↓
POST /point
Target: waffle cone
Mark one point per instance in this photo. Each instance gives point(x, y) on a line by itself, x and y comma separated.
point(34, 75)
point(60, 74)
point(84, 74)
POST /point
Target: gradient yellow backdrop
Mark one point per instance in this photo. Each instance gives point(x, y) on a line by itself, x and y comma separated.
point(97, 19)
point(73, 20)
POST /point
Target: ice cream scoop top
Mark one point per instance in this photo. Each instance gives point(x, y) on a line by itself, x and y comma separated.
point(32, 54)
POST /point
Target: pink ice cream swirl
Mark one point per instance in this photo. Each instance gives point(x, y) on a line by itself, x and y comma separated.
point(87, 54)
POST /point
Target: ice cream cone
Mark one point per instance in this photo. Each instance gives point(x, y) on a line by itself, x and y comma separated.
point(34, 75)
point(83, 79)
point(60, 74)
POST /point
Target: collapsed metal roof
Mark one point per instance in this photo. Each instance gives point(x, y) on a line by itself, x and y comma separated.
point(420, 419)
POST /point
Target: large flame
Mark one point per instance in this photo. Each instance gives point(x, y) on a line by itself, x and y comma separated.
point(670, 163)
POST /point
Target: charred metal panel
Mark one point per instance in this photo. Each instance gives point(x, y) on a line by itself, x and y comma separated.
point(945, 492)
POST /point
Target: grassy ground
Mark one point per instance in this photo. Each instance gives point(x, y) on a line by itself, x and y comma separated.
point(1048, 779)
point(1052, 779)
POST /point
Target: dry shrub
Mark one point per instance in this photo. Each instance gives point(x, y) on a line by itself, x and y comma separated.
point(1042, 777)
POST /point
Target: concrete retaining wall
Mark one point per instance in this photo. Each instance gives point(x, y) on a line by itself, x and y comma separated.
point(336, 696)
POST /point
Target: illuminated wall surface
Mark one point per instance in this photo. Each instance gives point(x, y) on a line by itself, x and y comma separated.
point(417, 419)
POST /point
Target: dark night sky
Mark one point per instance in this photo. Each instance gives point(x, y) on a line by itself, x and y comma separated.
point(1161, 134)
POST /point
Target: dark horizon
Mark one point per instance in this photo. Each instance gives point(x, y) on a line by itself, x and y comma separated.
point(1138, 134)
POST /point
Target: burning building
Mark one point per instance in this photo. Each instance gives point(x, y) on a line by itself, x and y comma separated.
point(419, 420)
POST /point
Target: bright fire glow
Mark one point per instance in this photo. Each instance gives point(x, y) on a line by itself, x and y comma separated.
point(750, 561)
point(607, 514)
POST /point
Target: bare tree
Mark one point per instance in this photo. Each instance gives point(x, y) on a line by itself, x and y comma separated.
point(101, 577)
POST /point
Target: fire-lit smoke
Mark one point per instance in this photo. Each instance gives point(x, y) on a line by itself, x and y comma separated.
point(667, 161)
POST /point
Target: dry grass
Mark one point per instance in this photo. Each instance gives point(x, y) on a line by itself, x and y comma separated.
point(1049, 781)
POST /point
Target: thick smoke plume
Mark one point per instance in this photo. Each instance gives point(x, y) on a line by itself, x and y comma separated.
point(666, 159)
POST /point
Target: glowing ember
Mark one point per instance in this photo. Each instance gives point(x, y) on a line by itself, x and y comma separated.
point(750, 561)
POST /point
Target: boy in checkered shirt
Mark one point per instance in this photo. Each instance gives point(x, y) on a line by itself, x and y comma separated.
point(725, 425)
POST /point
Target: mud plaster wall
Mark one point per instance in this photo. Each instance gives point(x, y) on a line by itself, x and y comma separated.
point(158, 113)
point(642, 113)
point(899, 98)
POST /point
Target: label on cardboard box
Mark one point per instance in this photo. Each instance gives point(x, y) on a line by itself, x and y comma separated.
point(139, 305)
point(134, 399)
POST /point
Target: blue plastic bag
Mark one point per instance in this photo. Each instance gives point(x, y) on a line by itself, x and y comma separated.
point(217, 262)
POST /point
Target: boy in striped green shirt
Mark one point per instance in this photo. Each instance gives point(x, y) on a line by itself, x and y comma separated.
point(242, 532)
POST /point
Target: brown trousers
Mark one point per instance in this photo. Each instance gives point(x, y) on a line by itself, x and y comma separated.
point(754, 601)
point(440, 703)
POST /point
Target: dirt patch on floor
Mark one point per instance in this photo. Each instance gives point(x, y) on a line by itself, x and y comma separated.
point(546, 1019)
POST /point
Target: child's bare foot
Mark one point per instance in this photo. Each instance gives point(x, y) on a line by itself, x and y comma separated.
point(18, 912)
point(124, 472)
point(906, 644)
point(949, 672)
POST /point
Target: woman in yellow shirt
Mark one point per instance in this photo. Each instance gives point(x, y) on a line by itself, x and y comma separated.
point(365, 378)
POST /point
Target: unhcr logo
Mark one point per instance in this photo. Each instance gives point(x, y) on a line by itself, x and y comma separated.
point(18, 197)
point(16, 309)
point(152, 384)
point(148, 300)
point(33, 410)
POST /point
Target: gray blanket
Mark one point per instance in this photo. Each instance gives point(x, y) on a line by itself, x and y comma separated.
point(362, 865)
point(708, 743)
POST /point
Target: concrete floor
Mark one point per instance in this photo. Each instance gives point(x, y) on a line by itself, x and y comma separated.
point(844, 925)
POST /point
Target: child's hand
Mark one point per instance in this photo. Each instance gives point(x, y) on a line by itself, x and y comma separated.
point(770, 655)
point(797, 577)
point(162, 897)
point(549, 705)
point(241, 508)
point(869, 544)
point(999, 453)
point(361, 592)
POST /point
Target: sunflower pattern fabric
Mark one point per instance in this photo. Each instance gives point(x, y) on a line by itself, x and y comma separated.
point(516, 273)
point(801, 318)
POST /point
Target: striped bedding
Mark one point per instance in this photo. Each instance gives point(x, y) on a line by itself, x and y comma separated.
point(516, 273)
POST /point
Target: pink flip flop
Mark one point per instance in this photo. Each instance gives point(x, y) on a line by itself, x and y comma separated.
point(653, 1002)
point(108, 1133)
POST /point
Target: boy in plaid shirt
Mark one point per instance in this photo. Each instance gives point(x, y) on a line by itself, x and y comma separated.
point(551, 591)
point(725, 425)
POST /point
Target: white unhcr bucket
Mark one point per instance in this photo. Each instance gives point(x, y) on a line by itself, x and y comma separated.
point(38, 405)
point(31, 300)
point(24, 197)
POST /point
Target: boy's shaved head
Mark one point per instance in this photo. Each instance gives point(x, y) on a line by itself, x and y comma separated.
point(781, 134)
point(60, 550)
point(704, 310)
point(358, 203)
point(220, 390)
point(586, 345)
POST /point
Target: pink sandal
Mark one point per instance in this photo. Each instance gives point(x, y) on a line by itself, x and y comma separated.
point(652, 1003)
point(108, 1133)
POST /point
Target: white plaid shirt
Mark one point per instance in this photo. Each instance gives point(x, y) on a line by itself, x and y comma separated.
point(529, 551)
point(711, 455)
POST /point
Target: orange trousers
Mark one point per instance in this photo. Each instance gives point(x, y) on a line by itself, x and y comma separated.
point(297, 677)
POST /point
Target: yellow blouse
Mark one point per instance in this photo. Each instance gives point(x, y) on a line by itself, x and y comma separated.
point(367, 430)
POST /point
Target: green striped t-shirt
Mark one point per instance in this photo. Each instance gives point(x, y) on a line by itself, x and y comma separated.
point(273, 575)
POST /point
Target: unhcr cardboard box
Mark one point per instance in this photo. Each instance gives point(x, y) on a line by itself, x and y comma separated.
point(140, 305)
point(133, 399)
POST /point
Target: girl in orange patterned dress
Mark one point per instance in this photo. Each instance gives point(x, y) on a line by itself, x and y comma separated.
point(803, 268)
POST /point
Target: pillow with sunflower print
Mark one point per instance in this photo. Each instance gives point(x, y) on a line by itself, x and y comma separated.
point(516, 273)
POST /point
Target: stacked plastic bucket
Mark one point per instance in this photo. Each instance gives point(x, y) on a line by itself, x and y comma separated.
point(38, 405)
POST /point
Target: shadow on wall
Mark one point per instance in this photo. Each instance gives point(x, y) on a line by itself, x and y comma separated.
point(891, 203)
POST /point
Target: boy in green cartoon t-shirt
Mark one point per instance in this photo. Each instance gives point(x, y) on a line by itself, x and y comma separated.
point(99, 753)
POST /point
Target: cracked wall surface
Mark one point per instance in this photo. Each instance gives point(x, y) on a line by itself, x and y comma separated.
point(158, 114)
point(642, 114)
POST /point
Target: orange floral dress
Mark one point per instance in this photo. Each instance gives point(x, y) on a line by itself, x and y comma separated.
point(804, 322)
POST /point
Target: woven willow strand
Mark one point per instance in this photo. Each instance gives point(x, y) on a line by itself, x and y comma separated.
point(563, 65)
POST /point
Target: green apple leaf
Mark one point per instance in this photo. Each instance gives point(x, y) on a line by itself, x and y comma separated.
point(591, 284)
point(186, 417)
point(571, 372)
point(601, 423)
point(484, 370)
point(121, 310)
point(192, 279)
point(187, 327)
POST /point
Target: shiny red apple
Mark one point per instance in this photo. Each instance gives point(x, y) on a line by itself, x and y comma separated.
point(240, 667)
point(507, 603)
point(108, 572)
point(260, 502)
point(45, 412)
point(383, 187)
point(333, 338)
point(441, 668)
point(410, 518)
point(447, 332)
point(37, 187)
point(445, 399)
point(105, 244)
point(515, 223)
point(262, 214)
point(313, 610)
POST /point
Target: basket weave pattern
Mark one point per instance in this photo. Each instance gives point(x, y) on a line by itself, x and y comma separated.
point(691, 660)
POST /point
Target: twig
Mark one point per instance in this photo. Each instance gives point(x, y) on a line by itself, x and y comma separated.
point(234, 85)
↑
EXERCISE PROMPT:
Return exactly the leading lines of the listing, stopping after the line in which "Target: ice cream cone" occurs.

TASK RESPONSE:
POST /point
Target: waffle cone
Mark one point per instance in this photo. Each instance gives point(x, y) on a line by itself, x and y comma separated.
point(34, 75)
point(60, 74)
point(84, 74)
POST /point
Target: gradient yellow backdrop
Mark one point per instance in this photo. Each instance gives point(x, y) on a line by itself, x and y comma separated.
point(97, 19)
point(73, 20)
POST /point
Target: ice cream scoop top
Mark one point per instance in this photo. Each instance gives point(x, y) on a line by itself, x and y comma separated.
point(32, 54)
POST /point
Target: pink ice cream swirl
Mark one point per instance in this photo. Each instance gives point(x, y) on a line by itself, x and y comma separated.
point(87, 54)
POST /point
Target: ice cream cone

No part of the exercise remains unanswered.